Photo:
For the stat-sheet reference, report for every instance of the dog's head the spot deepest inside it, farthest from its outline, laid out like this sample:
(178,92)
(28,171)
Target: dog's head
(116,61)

» **TASK ITEM**
A verbatim copy of all the records is to be produced.

» **EXERCISE OUTPUT**
Photo:
For the stat-sheet reference, report for every instance of the dog's head the spot deepest inside it, farthest from its outline, laid out like this sample:
(178,92)
(28,171)
Target: dog's head
(116,61)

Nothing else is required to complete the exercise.